**Problem to work on:** Go over the lines below, and when one contains the word "wearing", copy it.
Supplied records START
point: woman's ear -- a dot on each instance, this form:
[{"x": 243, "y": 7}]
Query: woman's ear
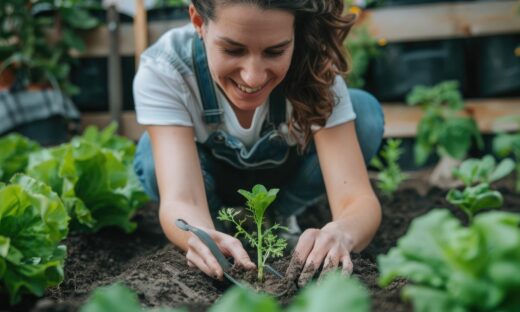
[{"x": 196, "y": 19}]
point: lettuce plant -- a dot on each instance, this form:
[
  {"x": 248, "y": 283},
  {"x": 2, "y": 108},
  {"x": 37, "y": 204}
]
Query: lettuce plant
[
  {"x": 441, "y": 129},
  {"x": 455, "y": 268},
  {"x": 390, "y": 175},
  {"x": 33, "y": 222},
  {"x": 117, "y": 298},
  {"x": 96, "y": 186},
  {"x": 15, "y": 154},
  {"x": 267, "y": 244},
  {"x": 480, "y": 196},
  {"x": 313, "y": 298}
]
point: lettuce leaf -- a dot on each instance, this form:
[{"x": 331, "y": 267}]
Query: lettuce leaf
[
  {"x": 463, "y": 268},
  {"x": 14, "y": 156},
  {"x": 96, "y": 186},
  {"x": 33, "y": 221}
]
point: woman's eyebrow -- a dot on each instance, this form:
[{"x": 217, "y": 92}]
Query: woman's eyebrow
[{"x": 238, "y": 44}]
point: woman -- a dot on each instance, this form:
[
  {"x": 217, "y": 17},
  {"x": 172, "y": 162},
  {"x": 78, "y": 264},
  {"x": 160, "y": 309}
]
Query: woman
[{"x": 250, "y": 92}]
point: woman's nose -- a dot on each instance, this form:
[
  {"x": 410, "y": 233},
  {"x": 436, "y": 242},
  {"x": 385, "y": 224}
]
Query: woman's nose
[{"x": 254, "y": 73}]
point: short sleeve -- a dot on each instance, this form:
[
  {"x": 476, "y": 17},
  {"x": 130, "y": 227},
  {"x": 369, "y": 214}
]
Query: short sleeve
[
  {"x": 160, "y": 95},
  {"x": 343, "y": 110}
]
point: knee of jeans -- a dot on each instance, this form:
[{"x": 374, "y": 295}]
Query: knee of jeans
[
  {"x": 144, "y": 167},
  {"x": 370, "y": 122}
]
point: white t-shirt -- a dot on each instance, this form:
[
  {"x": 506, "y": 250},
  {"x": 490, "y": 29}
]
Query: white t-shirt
[{"x": 166, "y": 93}]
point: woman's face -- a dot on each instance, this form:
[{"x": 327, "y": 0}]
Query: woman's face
[{"x": 249, "y": 51}]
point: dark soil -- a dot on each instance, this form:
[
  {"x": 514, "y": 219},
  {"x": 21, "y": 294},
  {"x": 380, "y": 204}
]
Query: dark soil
[{"x": 158, "y": 272}]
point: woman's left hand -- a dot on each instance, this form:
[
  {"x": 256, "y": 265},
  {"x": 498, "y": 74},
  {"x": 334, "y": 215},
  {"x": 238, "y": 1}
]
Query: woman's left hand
[{"x": 330, "y": 246}]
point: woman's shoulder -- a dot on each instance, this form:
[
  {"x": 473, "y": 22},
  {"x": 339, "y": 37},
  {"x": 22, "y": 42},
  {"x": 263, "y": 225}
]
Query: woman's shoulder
[{"x": 173, "y": 50}]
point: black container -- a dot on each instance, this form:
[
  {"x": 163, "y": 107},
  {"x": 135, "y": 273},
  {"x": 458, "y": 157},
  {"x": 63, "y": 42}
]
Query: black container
[
  {"x": 495, "y": 67},
  {"x": 402, "y": 66},
  {"x": 47, "y": 132},
  {"x": 412, "y": 2},
  {"x": 91, "y": 76},
  {"x": 168, "y": 14}
]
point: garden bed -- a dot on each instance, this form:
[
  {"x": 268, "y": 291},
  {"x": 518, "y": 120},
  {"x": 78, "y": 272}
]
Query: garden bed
[{"x": 148, "y": 264}]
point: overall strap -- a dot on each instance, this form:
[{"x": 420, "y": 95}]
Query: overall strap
[
  {"x": 212, "y": 111},
  {"x": 277, "y": 107}
]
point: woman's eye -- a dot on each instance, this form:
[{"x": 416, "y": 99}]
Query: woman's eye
[
  {"x": 234, "y": 52},
  {"x": 274, "y": 53}
]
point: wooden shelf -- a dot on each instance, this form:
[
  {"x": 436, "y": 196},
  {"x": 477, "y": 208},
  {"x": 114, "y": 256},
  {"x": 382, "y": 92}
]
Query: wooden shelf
[
  {"x": 401, "y": 120},
  {"x": 403, "y": 23},
  {"x": 443, "y": 20}
]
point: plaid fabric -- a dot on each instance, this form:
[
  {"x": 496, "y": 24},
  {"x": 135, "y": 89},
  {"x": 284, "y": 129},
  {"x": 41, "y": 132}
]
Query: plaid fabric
[{"x": 22, "y": 107}]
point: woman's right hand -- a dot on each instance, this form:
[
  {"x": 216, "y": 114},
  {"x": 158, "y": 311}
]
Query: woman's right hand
[{"x": 199, "y": 255}]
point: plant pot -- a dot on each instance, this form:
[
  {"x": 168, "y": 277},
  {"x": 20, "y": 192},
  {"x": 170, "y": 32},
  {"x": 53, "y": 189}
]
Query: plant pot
[
  {"x": 42, "y": 115},
  {"x": 496, "y": 67},
  {"x": 7, "y": 79},
  {"x": 402, "y": 66},
  {"x": 91, "y": 77}
]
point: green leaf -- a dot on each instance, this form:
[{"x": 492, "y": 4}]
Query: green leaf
[
  {"x": 426, "y": 299},
  {"x": 15, "y": 155},
  {"x": 117, "y": 298},
  {"x": 317, "y": 297},
  {"x": 33, "y": 221},
  {"x": 239, "y": 299},
  {"x": 504, "y": 168}
]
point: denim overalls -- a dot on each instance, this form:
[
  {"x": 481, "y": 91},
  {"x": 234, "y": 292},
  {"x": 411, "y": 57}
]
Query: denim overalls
[{"x": 228, "y": 165}]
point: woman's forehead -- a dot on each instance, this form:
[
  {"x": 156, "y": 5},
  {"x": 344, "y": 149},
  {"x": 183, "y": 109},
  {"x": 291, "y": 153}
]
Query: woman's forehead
[{"x": 247, "y": 22}]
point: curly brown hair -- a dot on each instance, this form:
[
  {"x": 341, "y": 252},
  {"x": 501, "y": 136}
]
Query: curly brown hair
[{"x": 319, "y": 56}]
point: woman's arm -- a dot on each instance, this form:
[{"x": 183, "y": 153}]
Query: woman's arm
[
  {"x": 356, "y": 212},
  {"x": 182, "y": 195}
]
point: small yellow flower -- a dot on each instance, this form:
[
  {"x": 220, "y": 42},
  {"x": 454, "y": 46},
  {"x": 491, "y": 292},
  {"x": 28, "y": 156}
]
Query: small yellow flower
[{"x": 355, "y": 10}]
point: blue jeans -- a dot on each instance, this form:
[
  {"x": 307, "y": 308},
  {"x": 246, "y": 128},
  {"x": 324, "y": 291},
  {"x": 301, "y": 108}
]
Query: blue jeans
[{"x": 299, "y": 178}]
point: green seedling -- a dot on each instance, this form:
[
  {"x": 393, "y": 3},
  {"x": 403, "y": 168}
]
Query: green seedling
[
  {"x": 442, "y": 129},
  {"x": 477, "y": 174},
  {"x": 390, "y": 175},
  {"x": 508, "y": 144},
  {"x": 267, "y": 243}
]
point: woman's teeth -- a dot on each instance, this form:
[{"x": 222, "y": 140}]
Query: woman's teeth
[{"x": 249, "y": 90}]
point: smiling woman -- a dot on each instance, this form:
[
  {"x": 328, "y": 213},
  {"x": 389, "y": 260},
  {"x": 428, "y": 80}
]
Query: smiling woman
[{"x": 257, "y": 84}]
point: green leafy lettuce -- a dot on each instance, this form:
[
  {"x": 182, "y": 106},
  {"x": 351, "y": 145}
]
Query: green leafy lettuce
[
  {"x": 442, "y": 129},
  {"x": 480, "y": 196},
  {"x": 96, "y": 185},
  {"x": 117, "y": 298},
  {"x": 33, "y": 221},
  {"x": 457, "y": 268},
  {"x": 15, "y": 154}
]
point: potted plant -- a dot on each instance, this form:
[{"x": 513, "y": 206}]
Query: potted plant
[{"x": 37, "y": 41}]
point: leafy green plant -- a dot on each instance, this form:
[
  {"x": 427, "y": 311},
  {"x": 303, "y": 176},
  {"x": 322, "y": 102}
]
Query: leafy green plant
[
  {"x": 362, "y": 47},
  {"x": 96, "y": 184},
  {"x": 442, "y": 129},
  {"x": 37, "y": 38},
  {"x": 455, "y": 268},
  {"x": 33, "y": 221},
  {"x": 390, "y": 175},
  {"x": 316, "y": 297},
  {"x": 117, "y": 298},
  {"x": 481, "y": 172},
  {"x": 508, "y": 144},
  {"x": 15, "y": 154},
  {"x": 267, "y": 243}
]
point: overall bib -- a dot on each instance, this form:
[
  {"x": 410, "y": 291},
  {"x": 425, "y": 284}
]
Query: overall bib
[{"x": 228, "y": 165}]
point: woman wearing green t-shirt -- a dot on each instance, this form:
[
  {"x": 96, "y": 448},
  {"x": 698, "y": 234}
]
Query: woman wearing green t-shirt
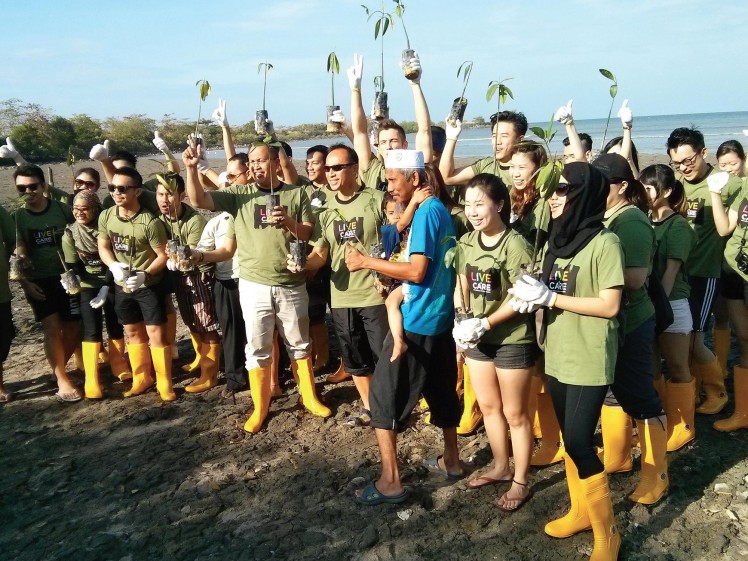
Supplied records END
**Answer to the problem:**
point: woman wearing green t-shirt -- a dot on each instance, this form:
Query: woman wearing green t-shirt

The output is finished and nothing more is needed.